[Given problem]: Turn the lines from the one holding "Query: jungle foliage" through the one holding "Mark the region of every instance of the jungle", both included, into a JSON list of strings with one string per line. Leave out any blank lines.

[Listed records]:
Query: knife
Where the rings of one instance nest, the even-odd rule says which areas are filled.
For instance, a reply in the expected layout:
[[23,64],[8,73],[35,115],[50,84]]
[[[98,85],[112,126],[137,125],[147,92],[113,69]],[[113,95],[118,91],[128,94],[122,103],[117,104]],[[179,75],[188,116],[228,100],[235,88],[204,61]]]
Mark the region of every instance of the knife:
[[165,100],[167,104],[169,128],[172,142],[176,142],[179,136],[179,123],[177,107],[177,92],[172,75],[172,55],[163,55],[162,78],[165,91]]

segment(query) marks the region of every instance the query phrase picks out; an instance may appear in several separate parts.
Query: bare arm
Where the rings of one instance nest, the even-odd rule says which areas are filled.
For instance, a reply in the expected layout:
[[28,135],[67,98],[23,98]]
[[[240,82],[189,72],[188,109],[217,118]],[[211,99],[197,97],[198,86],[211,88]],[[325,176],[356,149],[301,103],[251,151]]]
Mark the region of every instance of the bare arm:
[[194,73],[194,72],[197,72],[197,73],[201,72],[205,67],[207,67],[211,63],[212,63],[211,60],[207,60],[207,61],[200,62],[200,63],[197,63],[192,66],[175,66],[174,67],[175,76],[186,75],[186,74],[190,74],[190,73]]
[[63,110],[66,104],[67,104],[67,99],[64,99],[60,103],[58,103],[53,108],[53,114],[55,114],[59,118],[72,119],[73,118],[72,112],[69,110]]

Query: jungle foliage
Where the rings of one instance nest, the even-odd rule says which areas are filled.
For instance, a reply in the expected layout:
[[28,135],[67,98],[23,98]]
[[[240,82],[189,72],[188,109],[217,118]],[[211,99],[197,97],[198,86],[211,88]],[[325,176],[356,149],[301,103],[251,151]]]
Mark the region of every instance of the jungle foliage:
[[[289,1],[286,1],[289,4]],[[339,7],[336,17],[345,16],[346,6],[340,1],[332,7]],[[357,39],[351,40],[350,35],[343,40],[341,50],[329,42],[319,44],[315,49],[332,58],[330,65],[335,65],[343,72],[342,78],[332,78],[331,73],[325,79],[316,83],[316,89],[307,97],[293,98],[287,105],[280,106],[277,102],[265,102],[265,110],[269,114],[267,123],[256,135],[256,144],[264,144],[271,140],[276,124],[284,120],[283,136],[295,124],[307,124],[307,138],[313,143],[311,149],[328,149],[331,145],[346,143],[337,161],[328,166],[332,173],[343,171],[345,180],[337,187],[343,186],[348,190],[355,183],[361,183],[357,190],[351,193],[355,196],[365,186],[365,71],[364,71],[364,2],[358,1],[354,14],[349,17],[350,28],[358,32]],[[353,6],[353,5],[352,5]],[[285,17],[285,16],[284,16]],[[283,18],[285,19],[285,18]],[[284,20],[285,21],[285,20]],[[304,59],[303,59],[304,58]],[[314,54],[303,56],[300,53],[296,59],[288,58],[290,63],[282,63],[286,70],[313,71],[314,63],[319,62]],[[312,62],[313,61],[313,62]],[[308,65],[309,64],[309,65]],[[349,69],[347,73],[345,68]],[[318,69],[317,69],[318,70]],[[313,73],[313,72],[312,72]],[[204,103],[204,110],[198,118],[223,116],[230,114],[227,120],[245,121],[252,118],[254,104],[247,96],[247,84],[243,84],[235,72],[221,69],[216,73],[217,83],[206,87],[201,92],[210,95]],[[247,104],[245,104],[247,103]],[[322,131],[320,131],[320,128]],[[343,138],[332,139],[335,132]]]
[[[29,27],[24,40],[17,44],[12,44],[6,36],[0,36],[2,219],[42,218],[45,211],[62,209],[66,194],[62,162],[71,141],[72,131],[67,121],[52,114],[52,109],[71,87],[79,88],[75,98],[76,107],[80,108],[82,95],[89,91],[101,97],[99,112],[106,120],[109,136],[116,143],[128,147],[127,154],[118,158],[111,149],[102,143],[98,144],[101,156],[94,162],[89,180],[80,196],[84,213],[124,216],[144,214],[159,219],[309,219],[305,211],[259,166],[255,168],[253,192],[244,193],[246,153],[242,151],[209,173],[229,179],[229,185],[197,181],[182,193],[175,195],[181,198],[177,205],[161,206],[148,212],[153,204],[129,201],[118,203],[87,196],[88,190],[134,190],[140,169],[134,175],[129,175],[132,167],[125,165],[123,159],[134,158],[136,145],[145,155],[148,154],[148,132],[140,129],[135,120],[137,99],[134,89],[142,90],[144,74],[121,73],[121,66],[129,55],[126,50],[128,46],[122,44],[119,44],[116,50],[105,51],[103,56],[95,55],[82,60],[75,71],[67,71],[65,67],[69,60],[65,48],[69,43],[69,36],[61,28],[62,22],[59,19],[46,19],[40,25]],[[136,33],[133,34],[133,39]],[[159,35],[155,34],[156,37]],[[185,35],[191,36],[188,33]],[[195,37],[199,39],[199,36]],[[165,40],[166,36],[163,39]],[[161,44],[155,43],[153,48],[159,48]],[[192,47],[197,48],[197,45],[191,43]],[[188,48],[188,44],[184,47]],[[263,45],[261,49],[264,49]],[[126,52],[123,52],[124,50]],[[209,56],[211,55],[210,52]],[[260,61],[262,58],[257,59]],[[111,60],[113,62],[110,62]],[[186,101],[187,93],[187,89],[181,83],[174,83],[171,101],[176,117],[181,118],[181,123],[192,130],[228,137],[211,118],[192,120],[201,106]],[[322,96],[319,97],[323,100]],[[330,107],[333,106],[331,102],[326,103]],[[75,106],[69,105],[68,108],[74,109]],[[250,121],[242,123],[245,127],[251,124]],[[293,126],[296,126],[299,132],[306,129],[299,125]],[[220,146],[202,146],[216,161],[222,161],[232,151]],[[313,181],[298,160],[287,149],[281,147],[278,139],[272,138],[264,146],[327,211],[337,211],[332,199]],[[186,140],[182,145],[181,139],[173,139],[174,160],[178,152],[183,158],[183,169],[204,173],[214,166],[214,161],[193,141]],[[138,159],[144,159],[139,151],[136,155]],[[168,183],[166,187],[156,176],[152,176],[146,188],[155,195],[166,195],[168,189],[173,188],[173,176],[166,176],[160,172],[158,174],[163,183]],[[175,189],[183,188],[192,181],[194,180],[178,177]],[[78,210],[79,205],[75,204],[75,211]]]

[Completed task]:
[
  "Query: jungle foliage",
  "Where the rings of one instance nest, the even-odd rule says which areas are filled.",
  "For instance, a reply in the expected layout:",
  "[[28,135],[67,98],[23,98]]",
  "[[[240,82],[189,72],[188,109],[217,118]],[[211,99],[197,97],[198,86],[211,88]],[[325,176],[356,149],[301,103],[251,151]]]",
  "Mark the region of every instance of the jungle foliage:"
]